*FRAGMENTO DEL DOCUMENTO*
No es falsa modestia, ni hacerme el bobina, pero muchas veces me cuesta entender cómo logro devoluciones tan justas y gratas de ustedes, que en definitiva son la gran retribución de estos viajes.

Muchas veces no entiendo cómo muchas y muchos llegan a percibir mis sentimientos, mis emociones, mis sensaciones siendo vehículo de lo que pasa en una cancha de fútbol. Muchas veces no sé cómo no logro imponer la experiencia de mi oficio para no conmoverme tanto, no desequilibrarme en la tensión, no andar temblando como vara de mimbre o trancar con la pata del pupitre mientras juega Uruguay.

Estos gurises, a quienes había visto con satisfacción por TV en el Sudamericano de Colombia, están siendo mi sostén, mi soporte y mi segura sensación de placidez en el Mundial, y han permitido cargarme de su brillante presente y augural futuro.

Con Marcelo Broli y Diego Ruso Pérez, una increíble combinación de sapiencia, idoneidad, jerarquía, razón y emoción, estos jóvenes futbolistas parecen representar la matriz 2.0 del fútbol celeste, en una perfecta secuencia de la “Institucionalización de los procesos de selecciones nacionales y de la formación de sus futbolistas” proyectada y ejecutada por Óscar Tabárez durante más de 15 años. Son ellos, en cada uno de los encuentros con la celeste, que transmiten una impostura casi perfecta adaptada a las expectativas de lo que los uruguayos esperamos.

Tras el emotivo pase a semifinales, me quedó la sensación de que les debía unas palabras a estos gurises, y en especial a su capitán, a Fabricio Díaz, con la estirpe de los más grandes capitanes que ha tenido el fútbol uruguayo.

Cancha

Una serie de circunstancias que agrupadas se llaman vida, me han llevado a presenciar en vivo, en estadios, canchas, y escenarios precarios pero validos más de 3.000 partidos de fútbol.

Lo he hecho llevado de la mano en condición de distraído iniciado o inevitable acompañante, lo hice de inocente niñez demandando a mis mayores me complacieran, lo hice de muchachito creyendo conocer más la profundidad de los planteles que la tabla del nueve, lo hice como dramático aspirante a futbolista, lo hice como alcanza pelotas, los hice como frustrado par de quienes estaban sobre el césped, lo hice como jugador, lo hice como aficionado pleno, lo hice como aprendiz de cronista, lo hice como periodista, como comentarista, cómo editor, como director, como jefe de prensa, como parte del staff deportivo, lo hago cómo hincha, casi nunca sin una preferencia real definida y radical. Absolutamente voluble la mayoría de las veces me dejo llevar por formas de juego, empatía con los deportistas o el momento o el espíritu de la agrupación a la que representan, y a veces, tan dinámica es mi “incoherencia”, voy cambiando a lo largo del partido por las circunstancias de juego.

En esto, hay dos camisetas que se llevan toda mi atención y emoción innegociable: la celeste de Uruguay y la albirroja de Florida son y han sido dueñas de buena parte de mis humores, emociones e ilusiones.

*REGISTROS PROPORCIONADOS*
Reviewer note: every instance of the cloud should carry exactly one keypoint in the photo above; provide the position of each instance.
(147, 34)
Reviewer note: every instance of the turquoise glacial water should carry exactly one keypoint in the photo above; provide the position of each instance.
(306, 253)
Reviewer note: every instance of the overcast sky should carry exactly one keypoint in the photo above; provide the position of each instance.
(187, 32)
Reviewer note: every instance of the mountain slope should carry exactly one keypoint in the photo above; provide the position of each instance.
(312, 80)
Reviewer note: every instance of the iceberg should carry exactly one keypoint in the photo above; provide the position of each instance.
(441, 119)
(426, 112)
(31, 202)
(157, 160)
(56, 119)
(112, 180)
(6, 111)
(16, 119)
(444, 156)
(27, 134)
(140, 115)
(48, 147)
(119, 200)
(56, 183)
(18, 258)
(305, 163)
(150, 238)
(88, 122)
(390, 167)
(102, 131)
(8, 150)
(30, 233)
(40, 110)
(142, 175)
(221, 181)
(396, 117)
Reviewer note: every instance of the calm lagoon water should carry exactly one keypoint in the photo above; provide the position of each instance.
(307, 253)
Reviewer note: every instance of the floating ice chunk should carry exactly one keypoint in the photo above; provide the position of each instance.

*COMPLETA LO SIGUIENTE*
**1)** Indica si cada afirmación coincide con el fragmento del documento. Responde sí o no y cita literalmente las palabras del fragmento que lo deciden: (a) Quien escribe ha presenciado en vivo más de 3.000 partidos de fútbol. (b) Óscar Tabárez proyectó y ejecutó ese proceso de selecciones durante más de 15 años. (c) El capitán del equipo es Diego Ruso Pérez.
**2)** Extrae del fragmento del documento, sin cambiar nada, todo lo que va desde "Estos gurises, a" hasta "los uruguayos esperamos.".
Los registros no guardan relación con el fragmento del documento.

*RESPUESTAS A TAREAS*
**1)**
(a) Sí: "me han llevado a presenciar en vivo, en estadios, canchas, y escenarios precarios pero validos más de 3.000 partidos de fútbol"
(b) Sí: "proyectada y ejecutada por Óscar Tabárez durante más de 15 años"
(c) No: "en especial a su capitán, a Fabricio Díaz"

**2)**
Estos gurises, a quienes había visto con satisfacción por TV en el Sudamericano de Colombia, están siendo mi sostén, mi soporte y mi segura sensación de placidez en el Mundial, y han permitido cargarme de su brillante presente y augural futuro.

Con Marcelo Broli y Diego Ruso Pérez, una increíble combinación de sapiencia, idoneidad, jerarquía, razón y emoción, estos jóvenes futbolistas parecen representar la matriz 2.0 del fútbol celeste, en una perfecta secuencia de la “Institucionalización de los procesos de selecciones nacionales y de la formación de sus futbolistas” proyectada y ejecutada por Óscar Tabárez durante más de 15 años. Son ellos, en cada uno de los encuentros con la celeste, que transmiten una impostura casi perfecta adaptada a las expectativas de lo que los uruguayos esperamos.